Where an entry below contains an image, skip the image and reproduce the rest exactly.

== Segment start ==

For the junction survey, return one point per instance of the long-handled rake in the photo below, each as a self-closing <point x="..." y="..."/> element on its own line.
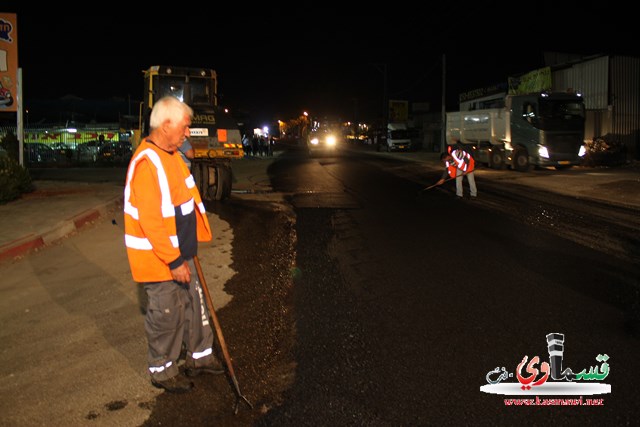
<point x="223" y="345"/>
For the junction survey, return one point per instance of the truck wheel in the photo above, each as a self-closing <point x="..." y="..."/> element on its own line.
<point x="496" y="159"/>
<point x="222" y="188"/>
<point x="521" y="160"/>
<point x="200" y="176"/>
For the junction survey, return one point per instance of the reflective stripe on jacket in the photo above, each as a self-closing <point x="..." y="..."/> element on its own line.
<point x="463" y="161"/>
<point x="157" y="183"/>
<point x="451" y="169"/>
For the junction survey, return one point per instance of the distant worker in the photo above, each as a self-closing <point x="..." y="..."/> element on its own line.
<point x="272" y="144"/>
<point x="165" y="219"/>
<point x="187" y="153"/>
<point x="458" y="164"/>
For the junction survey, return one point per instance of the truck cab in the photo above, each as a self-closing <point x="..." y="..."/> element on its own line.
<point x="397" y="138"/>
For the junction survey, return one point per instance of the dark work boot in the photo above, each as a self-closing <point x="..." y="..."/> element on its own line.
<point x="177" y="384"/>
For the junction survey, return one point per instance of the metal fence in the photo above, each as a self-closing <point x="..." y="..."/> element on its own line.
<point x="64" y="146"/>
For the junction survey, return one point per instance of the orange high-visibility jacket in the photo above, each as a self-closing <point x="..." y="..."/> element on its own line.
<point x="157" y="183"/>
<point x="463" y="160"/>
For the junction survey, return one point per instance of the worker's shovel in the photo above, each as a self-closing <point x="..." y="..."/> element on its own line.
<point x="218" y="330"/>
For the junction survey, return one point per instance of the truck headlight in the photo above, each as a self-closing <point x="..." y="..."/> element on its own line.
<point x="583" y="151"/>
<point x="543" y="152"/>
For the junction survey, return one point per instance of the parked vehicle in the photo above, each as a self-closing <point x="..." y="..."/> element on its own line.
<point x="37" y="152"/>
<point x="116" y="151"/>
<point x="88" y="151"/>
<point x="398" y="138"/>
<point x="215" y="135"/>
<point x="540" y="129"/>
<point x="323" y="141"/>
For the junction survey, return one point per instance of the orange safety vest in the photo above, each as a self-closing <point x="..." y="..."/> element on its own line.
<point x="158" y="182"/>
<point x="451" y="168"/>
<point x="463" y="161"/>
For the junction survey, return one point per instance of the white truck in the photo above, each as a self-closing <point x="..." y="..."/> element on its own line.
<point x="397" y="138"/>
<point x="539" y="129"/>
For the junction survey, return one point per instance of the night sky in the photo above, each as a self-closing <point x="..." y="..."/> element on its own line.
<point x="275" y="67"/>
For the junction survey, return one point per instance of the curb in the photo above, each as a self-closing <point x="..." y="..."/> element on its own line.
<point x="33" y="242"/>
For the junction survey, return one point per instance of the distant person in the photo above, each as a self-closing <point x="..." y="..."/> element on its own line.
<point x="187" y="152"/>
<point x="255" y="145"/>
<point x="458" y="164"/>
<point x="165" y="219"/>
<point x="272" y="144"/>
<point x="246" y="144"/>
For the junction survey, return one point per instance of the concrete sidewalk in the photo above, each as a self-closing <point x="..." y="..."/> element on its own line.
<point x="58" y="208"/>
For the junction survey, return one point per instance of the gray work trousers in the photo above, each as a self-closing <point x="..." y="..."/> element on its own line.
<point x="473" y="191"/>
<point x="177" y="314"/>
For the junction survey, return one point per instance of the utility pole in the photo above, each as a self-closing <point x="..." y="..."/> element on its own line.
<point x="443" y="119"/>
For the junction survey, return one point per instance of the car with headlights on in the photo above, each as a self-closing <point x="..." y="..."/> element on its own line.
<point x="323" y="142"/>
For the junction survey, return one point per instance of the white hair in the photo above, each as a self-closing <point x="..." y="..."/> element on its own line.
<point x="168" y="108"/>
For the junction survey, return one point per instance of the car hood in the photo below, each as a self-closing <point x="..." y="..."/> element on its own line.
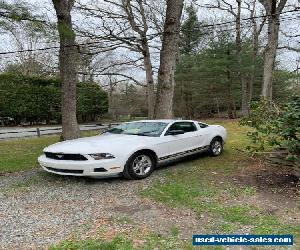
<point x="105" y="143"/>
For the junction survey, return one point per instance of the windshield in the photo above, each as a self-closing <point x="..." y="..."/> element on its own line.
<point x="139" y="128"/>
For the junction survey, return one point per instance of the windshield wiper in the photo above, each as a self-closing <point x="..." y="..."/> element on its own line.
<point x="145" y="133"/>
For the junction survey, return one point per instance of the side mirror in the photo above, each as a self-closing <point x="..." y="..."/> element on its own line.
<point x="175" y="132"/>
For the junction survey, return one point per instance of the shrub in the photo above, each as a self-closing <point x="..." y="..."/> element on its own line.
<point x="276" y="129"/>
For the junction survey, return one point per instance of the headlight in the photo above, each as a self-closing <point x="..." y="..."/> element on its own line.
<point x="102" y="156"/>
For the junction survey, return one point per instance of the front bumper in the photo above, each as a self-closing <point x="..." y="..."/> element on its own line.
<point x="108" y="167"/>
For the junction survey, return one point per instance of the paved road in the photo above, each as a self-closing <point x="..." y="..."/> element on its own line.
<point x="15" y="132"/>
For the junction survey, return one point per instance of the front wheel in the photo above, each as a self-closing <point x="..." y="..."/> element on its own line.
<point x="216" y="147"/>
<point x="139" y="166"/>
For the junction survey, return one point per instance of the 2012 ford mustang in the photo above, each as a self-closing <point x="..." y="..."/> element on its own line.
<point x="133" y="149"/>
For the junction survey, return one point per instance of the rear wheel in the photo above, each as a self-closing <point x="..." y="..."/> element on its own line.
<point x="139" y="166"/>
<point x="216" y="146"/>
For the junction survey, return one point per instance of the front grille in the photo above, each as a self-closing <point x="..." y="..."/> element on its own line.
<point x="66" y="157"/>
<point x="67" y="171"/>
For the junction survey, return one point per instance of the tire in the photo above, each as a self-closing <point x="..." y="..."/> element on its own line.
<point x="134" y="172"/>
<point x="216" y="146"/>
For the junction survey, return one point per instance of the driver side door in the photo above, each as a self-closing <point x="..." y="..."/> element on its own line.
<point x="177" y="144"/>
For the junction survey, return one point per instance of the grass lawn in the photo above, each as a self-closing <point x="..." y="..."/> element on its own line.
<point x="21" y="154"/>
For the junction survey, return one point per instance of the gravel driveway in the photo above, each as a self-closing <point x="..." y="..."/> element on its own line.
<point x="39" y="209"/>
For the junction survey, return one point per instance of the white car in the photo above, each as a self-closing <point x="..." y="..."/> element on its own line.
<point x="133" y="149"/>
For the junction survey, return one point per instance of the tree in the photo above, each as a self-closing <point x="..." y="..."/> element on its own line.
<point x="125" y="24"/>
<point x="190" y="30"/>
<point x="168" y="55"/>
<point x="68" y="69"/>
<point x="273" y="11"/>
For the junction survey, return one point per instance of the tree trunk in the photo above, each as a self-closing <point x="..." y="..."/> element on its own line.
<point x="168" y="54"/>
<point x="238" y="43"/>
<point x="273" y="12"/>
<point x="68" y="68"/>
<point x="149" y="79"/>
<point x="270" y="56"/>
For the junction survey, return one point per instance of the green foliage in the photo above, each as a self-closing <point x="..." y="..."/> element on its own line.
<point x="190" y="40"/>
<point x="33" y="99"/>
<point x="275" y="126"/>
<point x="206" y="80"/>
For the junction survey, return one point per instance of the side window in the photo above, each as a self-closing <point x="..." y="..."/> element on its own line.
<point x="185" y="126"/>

== Segment end ==

### [Exercise solution]
For the junction survey, return one point per instance of the long-handled rake in the photo below, each as a self-closing <point x="..." y="..."/> element on its own line.
<point x="223" y="345"/>
For the junction survey, return one point per instance of the truck wheel in the photo above, each as a self-closing <point x="..." y="..."/> element on its own line.
<point x="496" y="159"/>
<point x="222" y="188"/>
<point x="521" y="160"/>
<point x="200" y="176"/>
For the junction survey, return one point per instance of the reflective stripe on jacket in the photo above, each as a self-closing <point x="..." y="..."/> element on its own line.
<point x="463" y="161"/>
<point x="157" y="183"/>
<point x="451" y="169"/>
For the junction survey, return one point per instance of the distant worker in the photo above, each as a self-closing <point x="..." y="..."/> element on its own line.
<point x="272" y="144"/>
<point x="165" y="219"/>
<point x="187" y="153"/>
<point x="458" y="164"/>
For the junction survey, return one point per instance of the truck cab in the photo above, each as a self-closing <point x="..." y="..."/> element on its own line.
<point x="397" y="138"/>
For the junction survey, return one point per instance of the dark work boot in the photo above, each as a self-closing <point x="..." y="..."/> element on its own line.
<point x="177" y="384"/>
For the junction survey, return one point per instance of the metal fence in the photo above, each as a self-closing <point x="..." y="..."/> element on its own line.
<point x="64" y="146"/>
For the junction survey, return one point per instance of the orange high-visibility jacket in the photo above, each as a self-closing <point x="..." y="..."/> element on its own line.
<point x="157" y="183"/>
<point x="463" y="160"/>
For the junction survey, return one point per instance of the worker's shovel in the photo above, each as a self-closing <point x="..." y="..."/> element on its own line.
<point x="218" y="330"/>
For the junction survey, return one point per instance of the truck headlight in the photo above, each as a self-closing <point x="..." y="..."/> element on its own line.
<point x="583" y="151"/>
<point x="543" y="152"/>
For the junction survey, return one point per instance of the parked vehicle in the photo above, each as a self-closing <point x="..." y="..."/> element on its own line.
<point x="37" y="152"/>
<point x="116" y="151"/>
<point x="88" y="151"/>
<point x="398" y="138"/>
<point x="215" y="135"/>
<point x="540" y="129"/>
<point x="323" y="141"/>
For the junction survey, return one point per instance of the orange safety vest in the photo above, each as a self-closing <point x="..." y="..."/> element on its own line.
<point x="158" y="182"/>
<point x="451" y="168"/>
<point x="463" y="161"/>
For the junction survey, return one point per instance of the white truck in the photo above, each as a self-closing <point x="..." y="..."/> element on its own line.
<point x="397" y="138"/>
<point x="539" y="129"/>
For the junction survey, return one point per instance of the night sky in the photo above, each as a self-closing <point x="..." y="..."/> element on its own line.
<point x="275" y="67"/>
For the junction survey, return one point per instance of the curb in the photo above, each as a self-closing <point x="..." y="..."/> element on its own line.
<point x="33" y="242"/>
For the junction survey, return one point per instance of the distant person in the photo above, each as a self-closing <point x="..." y="..."/> element on its own line.
<point x="187" y="152"/>
<point x="255" y="145"/>
<point x="458" y="164"/>
<point x="165" y="219"/>
<point x="272" y="144"/>
<point x="246" y="144"/>
For the junction survey, return one point per instance of the concrete sidewalk in the photo above, each as a self-closing <point x="..." y="..."/> element on its own line.
<point x="58" y="208"/>
For the junction survey, return one point per instance of the gray work trousers in the photo above, each as a self-closing <point x="..." y="..."/> element on its own line.
<point x="473" y="191"/>
<point x="177" y="314"/>
For the junction survey, return one point per instance of the utility pole in the photo above, each as a self-closing <point x="..." y="..."/> element on its own line.
<point x="443" y="119"/>
For the junction survey, return one point per instance of the car with headlights on in the photo above, each as a self-closing <point x="..." y="..."/> element on its own line.
<point x="323" y="142"/>
For the junction survey, return one point per instance of the white hair in the photo above, each as a self-closing <point x="..." y="..."/> element on its own line.
<point x="168" y="108"/>
For the junction survey, return one point per instance of the car hood in the photo below, each as a self-closing <point x="..." y="..."/> element on its own line.
<point x="105" y="143"/>
For the junction survey, return one point per instance of the windshield in the photo above, each as a self-closing <point x="..." y="..."/> element on its own line.
<point x="139" y="128"/>
For the junction survey, return one point per instance of the windshield wiper in the photo above, each as a self-closing <point x="..." y="..."/> element on its own line.
<point x="145" y="133"/>
For the junction survey, return one point per instance of the side mirror in the photo above, each as a self-closing <point x="..." y="..."/> element on its own line.
<point x="175" y="132"/>
For the junction survey, return one point per instance of the shrub in the photo above, each as a self-closing <point x="..." y="..."/> element on its own line.
<point x="276" y="129"/>
For the junction survey, return one point per instance of the headlight in the photo above, each as a self-closing <point x="..." y="..."/> element on its own line.
<point x="102" y="156"/>
For the junction survey, return one point per instance of the front bumper in the photo above, each as a self-closing <point x="..." y="..."/> element on its own line.
<point x="108" y="167"/>
For the junction survey, return one point per instance of the paved road in the photo above, each as a self-closing <point x="..." y="..."/> element on its own line.
<point x="15" y="132"/>
For the junction survey, return one point per instance of the front wheel in the photo above, each as a self-closing <point x="..." y="..."/> element on its own line.
<point x="216" y="147"/>
<point x="139" y="166"/>
For the junction survey, return one point per instance of the 2012 ford mustang in the photo above, each as a self-closing <point x="..." y="..."/> element on its own line.
<point x="133" y="149"/>
For the junction survey, return one point per instance of the rear wheel in the photo above, each as a self-closing <point x="..." y="..."/> element on its own line.
<point x="139" y="166"/>
<point x="216" y="146"/>
For the junction survey, return one point per instance of the front grille in the photo above, each as a self-closing <point x="..." y="..."/> element on its own line.
<point x="66" y="157"/>
<point x="67" y="171"/>
For the junction survey, return one point per instance of the tire in the photo above, each as a self-closing <point x="..." y="..."/> element on its own line.
<point x="134" y="172"/>
<point x="216" y="146"/>
For the junction survey, return one point per instance of the driver side door in the photo above, each as a self-closing <point x="..." y="..."/> element on its own line.
<point x="177" y="144"/>
For the junction survey, return one point per instance of the grass lawn in the photo above, each as a self-closing <point x="..." y="..."/> element on its own line.
<point x="21" y="154"/>
For the junction survey, return one point per instance of the gravel driveway in the photo above, each as a self-closing <point x="..." y="..."/> element on its own line.
<point x="39" y="209"/>
For the junction survey, return one point per instance of the white car in the photo above, each as a self-closing <point x="..." y="..."/> element on its own line.
<point x="133" y="149"/>
For the junction survey, return one point per instance of the tree in the photo above, each as a self-closing <point x="..." y="..."/> element on its own line.
<point x="125" y="24"/>
<point x="190" y="30"/>
<point x="168" y="55"/>
<point x="68" y="69"/>
<point x="273" y="11"/>
For the junction survey, return one point per instance of the tree trunk in the photo above, each as a self-closing <point x="..." y="..."/> element on its own line.
<point x="168" y="54"/>
<point x="238" y="43"/>
<point x="273" y="12"/>
<point x="68" y="68"/>
<point x="149" y="79"/>
<point x="270" y="56"/>
For the junction survey, return one point per instance of the green foliage in the photo above, each as a self-closing <point x="..." y="..."/> element on its own line.
<point x="190" y="40"/>
<point x="33" y="99"/>
<point x="275" y="126"/>
<point x="206" y="80"/>
For the junction survey, return one point per instance of the side window in the photo above, each as a self-closing <point x="..." y="..."/> element on its own line.
<point x="185" y="126"/>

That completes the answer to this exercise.